● Assignment:
Write the records out again exactly, but without pictures.

● Records shown:
== == ==

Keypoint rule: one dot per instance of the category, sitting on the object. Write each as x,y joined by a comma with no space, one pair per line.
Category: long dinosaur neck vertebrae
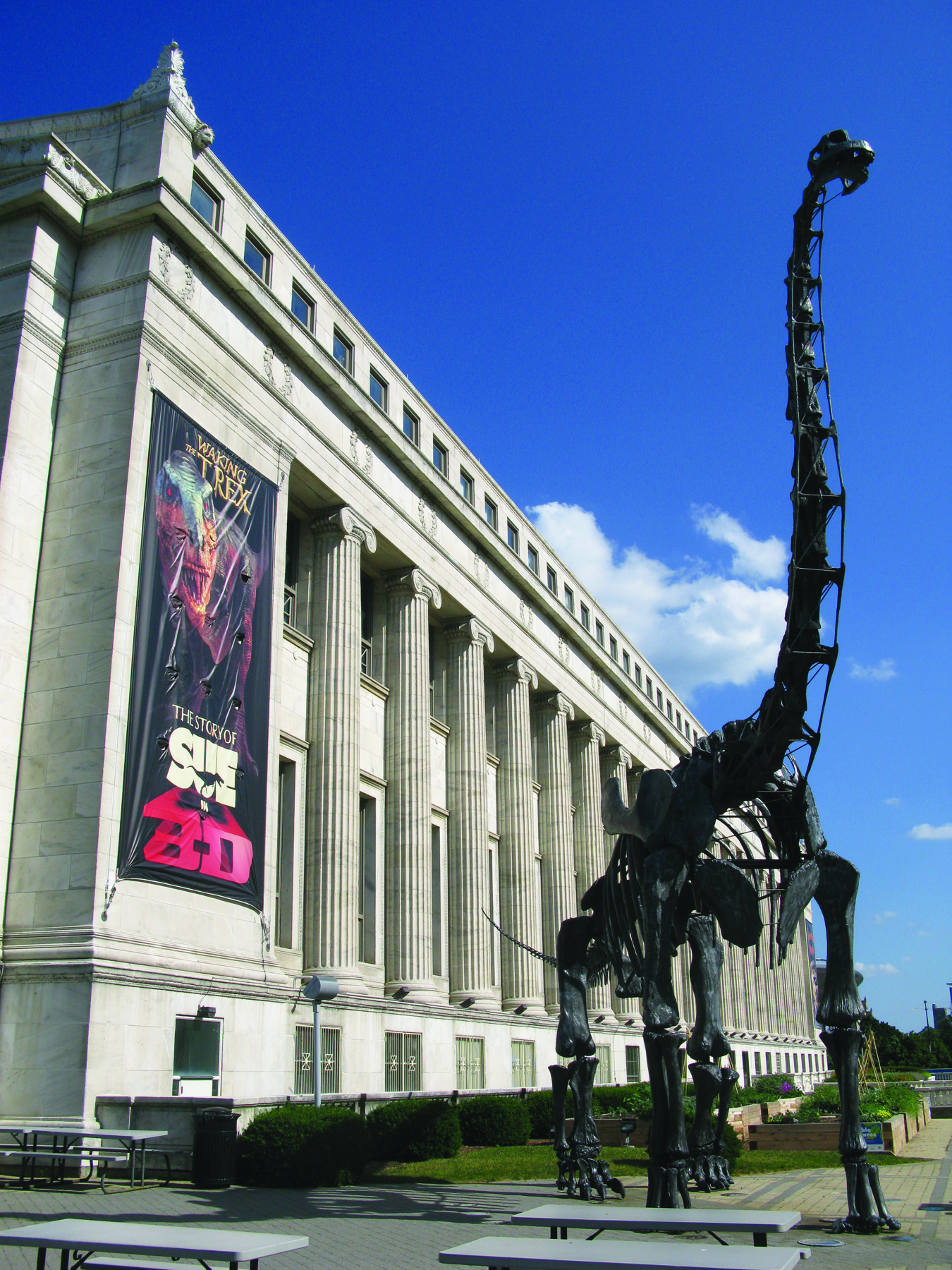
759,744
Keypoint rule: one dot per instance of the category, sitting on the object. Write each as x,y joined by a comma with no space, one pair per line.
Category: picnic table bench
82,1245
757,1222
66,1143
525,1254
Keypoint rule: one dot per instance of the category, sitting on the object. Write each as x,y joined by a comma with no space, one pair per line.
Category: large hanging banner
193,809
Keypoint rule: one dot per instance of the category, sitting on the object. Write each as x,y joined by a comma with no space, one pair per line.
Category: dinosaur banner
193,811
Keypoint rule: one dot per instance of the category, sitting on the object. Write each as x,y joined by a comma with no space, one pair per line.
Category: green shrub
303,1146
414,1130
494,1122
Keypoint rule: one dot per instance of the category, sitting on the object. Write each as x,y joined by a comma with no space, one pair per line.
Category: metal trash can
215,1147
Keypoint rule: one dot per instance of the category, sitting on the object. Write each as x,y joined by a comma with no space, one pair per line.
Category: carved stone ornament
471,631
347,522
428,517
417,582
518,670
361,452
50,152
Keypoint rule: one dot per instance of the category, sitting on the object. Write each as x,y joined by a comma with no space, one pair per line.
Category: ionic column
518,884
616,761
468,842
408,895
585,741
555,827
333,849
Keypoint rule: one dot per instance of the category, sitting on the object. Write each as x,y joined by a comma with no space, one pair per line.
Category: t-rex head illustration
188,535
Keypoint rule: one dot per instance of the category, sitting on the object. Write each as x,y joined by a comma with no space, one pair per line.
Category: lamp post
319,987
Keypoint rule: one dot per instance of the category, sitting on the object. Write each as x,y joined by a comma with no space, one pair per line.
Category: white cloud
886,670
931,832
755,560
697,625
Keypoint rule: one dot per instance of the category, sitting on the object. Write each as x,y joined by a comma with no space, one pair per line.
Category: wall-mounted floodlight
319,987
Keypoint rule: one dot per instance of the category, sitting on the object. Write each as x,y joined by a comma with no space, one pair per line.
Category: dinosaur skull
188,536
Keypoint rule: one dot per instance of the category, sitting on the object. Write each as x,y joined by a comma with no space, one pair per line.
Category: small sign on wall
872,1136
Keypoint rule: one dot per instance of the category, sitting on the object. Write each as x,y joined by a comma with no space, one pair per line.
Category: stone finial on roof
169,80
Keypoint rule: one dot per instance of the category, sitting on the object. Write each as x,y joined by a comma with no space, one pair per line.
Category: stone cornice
348,524
417,582
470,631
556,703
518,670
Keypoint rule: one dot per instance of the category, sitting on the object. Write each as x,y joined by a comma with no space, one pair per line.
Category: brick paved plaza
403,1227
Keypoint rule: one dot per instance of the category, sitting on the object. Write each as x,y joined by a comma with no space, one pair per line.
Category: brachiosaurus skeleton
668,881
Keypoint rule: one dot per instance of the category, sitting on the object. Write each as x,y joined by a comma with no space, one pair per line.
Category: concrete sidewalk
403,1227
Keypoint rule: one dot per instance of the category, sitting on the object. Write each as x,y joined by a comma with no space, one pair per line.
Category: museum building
290,685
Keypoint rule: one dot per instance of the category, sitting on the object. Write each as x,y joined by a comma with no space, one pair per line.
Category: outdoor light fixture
319,987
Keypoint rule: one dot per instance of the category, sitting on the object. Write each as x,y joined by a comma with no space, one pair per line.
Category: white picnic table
757,1222
80,1245
526,1254
68,1142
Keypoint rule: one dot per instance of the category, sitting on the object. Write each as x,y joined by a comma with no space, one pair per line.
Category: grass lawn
537,1163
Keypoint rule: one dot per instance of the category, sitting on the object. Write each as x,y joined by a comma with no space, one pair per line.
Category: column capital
348,524
471,631
590,730
417,583
618,757
517,670
558,703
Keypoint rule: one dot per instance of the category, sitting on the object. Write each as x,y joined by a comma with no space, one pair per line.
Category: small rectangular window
257,258
523,1065
603,1072
301,308
206,202
403,1062
379,390
470,1063
633,1065
343,352
412,425
441,459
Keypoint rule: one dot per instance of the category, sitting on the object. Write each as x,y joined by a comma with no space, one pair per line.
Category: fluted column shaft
616,761
585,742
333,846
468,846
555,825
518,885
408,938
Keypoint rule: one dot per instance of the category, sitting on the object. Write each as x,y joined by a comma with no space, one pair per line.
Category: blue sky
569,225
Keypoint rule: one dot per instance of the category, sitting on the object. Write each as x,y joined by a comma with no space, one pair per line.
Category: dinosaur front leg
841,1012
707,1162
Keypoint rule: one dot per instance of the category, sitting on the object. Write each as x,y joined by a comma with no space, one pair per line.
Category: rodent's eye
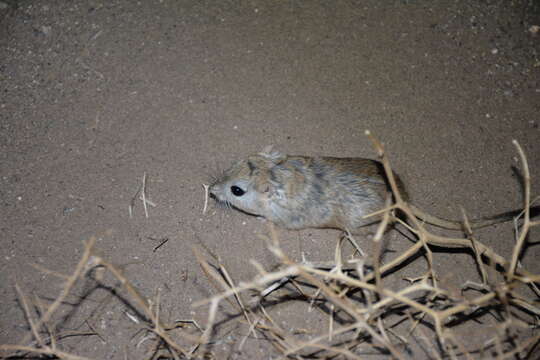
237,191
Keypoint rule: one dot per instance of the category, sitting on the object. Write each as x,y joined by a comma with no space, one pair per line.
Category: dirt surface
95,94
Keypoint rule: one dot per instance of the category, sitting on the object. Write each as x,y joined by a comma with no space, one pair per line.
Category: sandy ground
94,94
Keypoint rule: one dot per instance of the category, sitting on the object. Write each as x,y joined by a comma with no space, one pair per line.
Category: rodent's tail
475,223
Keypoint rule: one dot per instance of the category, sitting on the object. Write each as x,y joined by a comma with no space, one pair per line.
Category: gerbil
298,192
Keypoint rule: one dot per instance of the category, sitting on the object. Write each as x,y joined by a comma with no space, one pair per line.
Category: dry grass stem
364,312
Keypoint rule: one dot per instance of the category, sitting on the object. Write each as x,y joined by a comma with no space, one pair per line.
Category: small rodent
298,192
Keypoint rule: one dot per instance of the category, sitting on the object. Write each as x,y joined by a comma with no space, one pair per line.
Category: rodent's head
248,185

== == ==

● Reply:
Keypoint rule: one dot per instance of the category, sitting on the object. Write each as x,y joined by a comma with no space, one pair per line.
Category: long dinosaur neck vertebrae
759,744
Keypoint rule: one dot per instance of the category, sitting on the object. Write each as x,y joined by a comma with no space, one pair per line.
Category: picnic table bench
82,1245
757,1222
66,1143
525,1254
Keypoint rule: one dot per instance of the category, sitting on the object. Write each as x,y joined by a comma with no space, one pair per line.
Category: large hanging banner
193,809
Keypoint rule: one dot per instance of the category, sitting on the object. Write each as x,y joined by a comma with no space, one pair per line.
Category: dinosaur banner
193,811
Keypoint rule: one dot per instance of the category, sitting on the object. Write each as x,y joined by a comma with no space, one pair per line.
Category: green shrub
303,1146
414,1130
494,1122
Keypoint rule: one dot per instance of the category, sitting on the object. Write each as x,y joined by a comma with no space, one pair per line.
Category: metal trash can
215,1147
Keypoint rule: one dot per instance of the category, sitting on the object. Write each as x,y joined by a comma with no space, one pair per line.
Category: carved stone ornament
471,631
347,522
428,517
417,582
518,670
361,452
50,152
Keypoint rule: one dot per instance of the category, sitting on the object. Write each as x,y joined by a comma with no space, one pair per line.
Category: ionic column
518,884
616,761
468,842
408,895
585,741
555,827
333,849
Keypoint rule: one dot per instance of the category, sitting on the object. Write each as x,y joined by a comma with no space, one pair per line.
Category: t-rex head illustration
188,535
Keypoint rule: one dot per instance of the category, sitting on the object. Write each as x,y joined by a comma with no space, one pair per line.
Category: lamp post
319,987
Keypoint rule: one dot per instance of the category, sitting on the object. Write each as x,y joined by a comma with no space, one pair per line.
Category: white cloud
886,670
931,832
755,560
697,625
Keypoint rule: one dot per instance of the category, sitting on the object. Write each as x,y joined by a comma with no space, one pair per line.
Category: wall-mounted floodlight
319,987
Keypoint rule: one dot per instance of the category, sitting on the object. Write each as x,y joined by a comma with no space, one pair per line.
Category: dinosaur skull
188,536
Keypoint rule: one dot per instance of the category, sitting on the object. Write each as x,y joined by a comma with no space, one pair per line.
Category: small sign on wall
872,1136
Keypoint rule: one dot per instance of the category, sitting on the object. Write each as x,y joined by a comma with no space, one pair per line.
Category: stone finial on roof
169,80
Keypoint rule: one dot per instance of the category, sitting on the object. Write each as x,y joined by a comma with no space, one pair per line.
Category: stone cornice
348,524
417,582
470,631
556,703
518,670
Keypoint rule: one dot per instance of the category, sitting on the object. Write each as x,y joined by a comma with no space, one pair per line.
Category: brick paved plaza
403,1227
Keypoint rule: one dot per instance of the category, sitting on the object. Write each as x,y joined by a comma with no space, one pair per line.
Category: brachiosaurus skeleton
668,881
Keypoint rule: one dot per instance of the category, sitting on the object. Write each as x,y joined by a comma with no space, one pair per line.
Category: concrete sidewalk
403,1227
Keypoint rule: one dot per instance of the category, sitting on the object. Write each as x,y joined by a comma with no space, one pair per line.
Category: museum building
290,685
Keypoint rule: one dot per instance of the category, sitting on the object. Write each as x,y joined by a comma with no space, one pair per line.
Category: outdoor light fixture
319,987
Keypoint rule: one dot per instance of the category, sitting on the object. Write each as x,y joined by a comma with no space, one pair per line.
Category: white picnic table
757,1222
80,1245
526,1254
68,1142
Keypoint rule: one dot per instance of the category, sitting on the object. Write each as x,y joined by a comma with no space, one pair per line.
Category: grass lawn
537,1163
Keypoint rule: one dot per instance of the category, sitting on the object. Write each as x,y joined by a comma with no space, one pair per line.
Category: column capital
348,524
471,631
590,730
417,583
618,757
517,670
558,703
Keypoint rule: one dot per instance of the category, sitting on the object. Write each as x,y joined by a comma with no space, one pair per line.
Category: small rectangular window
257,258
523,1065
603,1072
301,308
206,202
403,1062
379,390
470,1063
633,1065
343,352
412,425
441,459
Keypoint rule: one dot per instance of the category, sitting on the object. Write each as x,y joined by a comma with no space, one pair per line.
Category: fluted column shaft
616,761
585,742
333,846
468,846
555,825
518,885
408,938
Keypoint rule: one dot per instance of the category, sitting on the object. Write each as x,y joined by a comma with no space, one pair per line.
Category: blue sky
569,225
Keypoint rule: one dot per instance of the category, sitting on the object. Write each as x,y joined by a comma with no space, one pair per line.
Category: dinosaur front leg
841,1012
707,1162
Keypoint rule: one dot per instance of the category, sitting on the object. Write each as x,y joined by a comma with no space, one pair per line.
Category: rodent's eye
237,191
Keypoint rule: one dot per instance of the category, sitting on the object. Write each as x,y joined by a comma with no space, one pair per line.
Category: dirt surface
95,94
Keypoint rule: one dot per instance of the category, sitting on the object. Write each as x,y joined by a comma with no space, one pair per line.
Category: sandy ground
94,94
Keypoint rule: one dot per instance of the category, sitting on the object. Write each as x,y joined by a comma with no space, one pair per line.
Category: rodent's tail
475,223
Keypoint rule: one dot per instance of the category, sitting on the object. Write each as x,y joined by a comma with no space, one pair per line.
Category: gerbil
298,192
Keypoint rule: one dot per instance of the category, sitting on the object. Write each as x,y joined by a comma with no space, one pair per line.
Category: dry grass stem
364,312
Keypoint rule: one dot per instance of the category, sitting on the object. Write each as x,y joined by a comma with no space, one pair per line.
Category: small rodent
298,192
Keypoint rule: one dot per instance of the category, sitting on the object. Write each as x,y joined by a comma with no space, one pair per line.
Category: rodent's head
248,185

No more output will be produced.